» **EXERCISE**: From the records below, extract every line that contains the string "pole" and copy each one in full. Match case exactly.

Some records
* Start *

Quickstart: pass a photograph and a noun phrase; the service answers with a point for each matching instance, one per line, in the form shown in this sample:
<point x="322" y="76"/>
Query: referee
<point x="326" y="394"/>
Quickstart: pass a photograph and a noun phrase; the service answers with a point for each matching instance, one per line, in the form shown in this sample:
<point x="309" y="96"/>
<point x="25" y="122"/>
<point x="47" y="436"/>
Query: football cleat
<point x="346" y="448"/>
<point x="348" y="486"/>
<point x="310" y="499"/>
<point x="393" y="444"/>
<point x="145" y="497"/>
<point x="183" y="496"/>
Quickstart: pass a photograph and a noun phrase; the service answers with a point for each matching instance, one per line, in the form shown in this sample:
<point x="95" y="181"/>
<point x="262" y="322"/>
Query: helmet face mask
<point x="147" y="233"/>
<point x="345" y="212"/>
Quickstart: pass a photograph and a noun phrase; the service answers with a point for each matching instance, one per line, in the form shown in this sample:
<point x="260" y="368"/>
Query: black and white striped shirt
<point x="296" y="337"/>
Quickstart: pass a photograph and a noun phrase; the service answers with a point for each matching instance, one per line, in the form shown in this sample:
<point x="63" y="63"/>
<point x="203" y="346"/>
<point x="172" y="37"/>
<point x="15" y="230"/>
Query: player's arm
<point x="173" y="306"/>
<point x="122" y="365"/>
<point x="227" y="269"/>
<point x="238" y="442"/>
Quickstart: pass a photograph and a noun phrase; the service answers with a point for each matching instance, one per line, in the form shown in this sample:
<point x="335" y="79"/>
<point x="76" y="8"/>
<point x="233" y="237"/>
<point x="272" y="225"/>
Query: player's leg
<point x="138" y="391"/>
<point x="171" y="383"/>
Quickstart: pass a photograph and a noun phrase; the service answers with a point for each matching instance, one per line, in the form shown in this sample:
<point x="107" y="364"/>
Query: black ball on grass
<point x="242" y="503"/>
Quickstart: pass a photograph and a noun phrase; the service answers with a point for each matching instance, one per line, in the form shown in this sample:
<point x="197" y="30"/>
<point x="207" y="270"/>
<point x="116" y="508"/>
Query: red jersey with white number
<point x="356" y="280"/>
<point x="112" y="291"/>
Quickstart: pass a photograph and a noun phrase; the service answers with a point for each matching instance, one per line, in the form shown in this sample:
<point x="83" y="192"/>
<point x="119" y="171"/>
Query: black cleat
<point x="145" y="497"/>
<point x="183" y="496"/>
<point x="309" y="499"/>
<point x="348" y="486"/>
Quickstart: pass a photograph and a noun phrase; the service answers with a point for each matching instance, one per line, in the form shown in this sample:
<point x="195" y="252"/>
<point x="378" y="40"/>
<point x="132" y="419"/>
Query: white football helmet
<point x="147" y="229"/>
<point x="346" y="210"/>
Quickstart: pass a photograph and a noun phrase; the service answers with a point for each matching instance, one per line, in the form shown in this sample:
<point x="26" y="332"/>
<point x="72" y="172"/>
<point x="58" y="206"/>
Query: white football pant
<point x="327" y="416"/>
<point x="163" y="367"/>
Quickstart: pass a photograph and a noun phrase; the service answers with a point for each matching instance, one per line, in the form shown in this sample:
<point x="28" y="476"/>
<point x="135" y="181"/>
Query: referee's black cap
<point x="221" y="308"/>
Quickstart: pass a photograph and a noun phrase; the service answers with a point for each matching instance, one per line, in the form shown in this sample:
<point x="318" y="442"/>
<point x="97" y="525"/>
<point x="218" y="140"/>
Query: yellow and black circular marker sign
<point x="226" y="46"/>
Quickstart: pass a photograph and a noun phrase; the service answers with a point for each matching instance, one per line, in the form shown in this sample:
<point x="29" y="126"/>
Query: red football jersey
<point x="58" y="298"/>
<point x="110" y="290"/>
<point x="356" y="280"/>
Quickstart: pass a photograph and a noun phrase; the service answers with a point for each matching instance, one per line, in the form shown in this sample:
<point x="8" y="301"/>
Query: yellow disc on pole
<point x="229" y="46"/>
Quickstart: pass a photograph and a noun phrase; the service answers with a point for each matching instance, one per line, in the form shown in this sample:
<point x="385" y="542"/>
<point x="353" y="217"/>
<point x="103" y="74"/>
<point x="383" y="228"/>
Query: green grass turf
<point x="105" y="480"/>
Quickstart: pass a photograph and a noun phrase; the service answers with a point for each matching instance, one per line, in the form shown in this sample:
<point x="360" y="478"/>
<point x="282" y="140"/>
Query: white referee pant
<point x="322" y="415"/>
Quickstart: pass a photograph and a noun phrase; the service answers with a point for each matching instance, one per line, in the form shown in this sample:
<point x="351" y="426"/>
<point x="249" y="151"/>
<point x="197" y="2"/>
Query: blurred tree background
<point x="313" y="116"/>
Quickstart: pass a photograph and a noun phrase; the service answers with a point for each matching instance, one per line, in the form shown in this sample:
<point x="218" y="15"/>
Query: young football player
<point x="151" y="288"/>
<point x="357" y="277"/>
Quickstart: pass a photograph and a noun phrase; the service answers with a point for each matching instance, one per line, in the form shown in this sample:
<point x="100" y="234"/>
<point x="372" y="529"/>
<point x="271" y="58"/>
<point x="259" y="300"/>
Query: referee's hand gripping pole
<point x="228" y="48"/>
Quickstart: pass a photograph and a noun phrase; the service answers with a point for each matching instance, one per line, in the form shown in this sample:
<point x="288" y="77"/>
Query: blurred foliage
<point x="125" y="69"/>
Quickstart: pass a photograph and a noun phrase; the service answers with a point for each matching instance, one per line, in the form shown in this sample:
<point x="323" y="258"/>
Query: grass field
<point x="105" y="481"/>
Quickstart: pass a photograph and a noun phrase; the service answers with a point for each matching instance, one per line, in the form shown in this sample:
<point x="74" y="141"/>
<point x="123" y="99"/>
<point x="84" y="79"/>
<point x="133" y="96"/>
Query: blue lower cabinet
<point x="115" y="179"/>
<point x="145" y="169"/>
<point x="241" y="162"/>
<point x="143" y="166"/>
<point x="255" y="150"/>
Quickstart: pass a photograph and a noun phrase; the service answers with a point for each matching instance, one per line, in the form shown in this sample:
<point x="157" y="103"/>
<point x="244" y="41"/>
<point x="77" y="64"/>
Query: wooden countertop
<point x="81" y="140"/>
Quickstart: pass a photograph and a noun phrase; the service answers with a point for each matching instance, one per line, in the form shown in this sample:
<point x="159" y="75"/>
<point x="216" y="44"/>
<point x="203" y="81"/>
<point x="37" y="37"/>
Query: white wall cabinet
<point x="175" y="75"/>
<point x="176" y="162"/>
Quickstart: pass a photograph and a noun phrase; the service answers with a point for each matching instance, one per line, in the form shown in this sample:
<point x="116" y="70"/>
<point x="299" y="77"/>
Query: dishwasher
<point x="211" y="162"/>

* End *

» **SOLUTION**:
Query: yellow disc on pole
Query: referee's hand gripping pole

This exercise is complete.